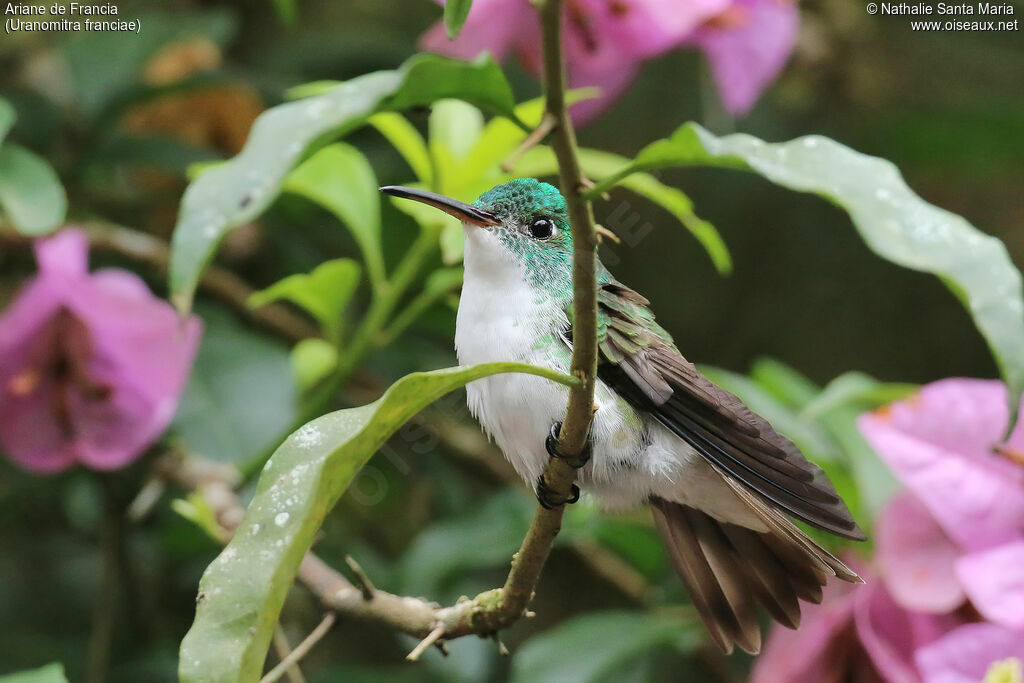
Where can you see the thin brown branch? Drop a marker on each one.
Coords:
(432, 637)
(531, 140)
(366, 586)
(284, 649)
(300, 650)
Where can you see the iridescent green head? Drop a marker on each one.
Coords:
(524, 224)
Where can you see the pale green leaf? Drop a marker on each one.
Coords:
(454, 127)
(784, 382)
(7, 116)
(241, 394)
(237, 191)
(31, 193)
(51, 673)
(339, 178)
(456, 12)
(486, 538)
(408, 141)
(596, 164)
(857, 390)
(325, 293)
(243, 590)
(196, 508)
(312, 359)
(894, 222)
(311, 89)
(808, 436)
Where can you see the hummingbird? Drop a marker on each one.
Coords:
(721, 482)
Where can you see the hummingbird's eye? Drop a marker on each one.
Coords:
(542, 228)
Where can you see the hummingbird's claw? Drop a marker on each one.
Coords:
(551, 444)
(547, 499)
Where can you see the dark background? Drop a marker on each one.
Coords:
(946, 108)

● ● ● ●

WHAT IS NEEDED: Write out, word for word, the line containing "Where can you see the hummingbird's claw?" and every line after it to the end of the data above.

EXPECTED ANSWER:
Where can you see the hummingbird's claw? Drop a marker on each one.
Coords:
(551, 444)
(547, 499)
Where can you see the dark background? Drop a marker on each one.
Coords:
(946, 108)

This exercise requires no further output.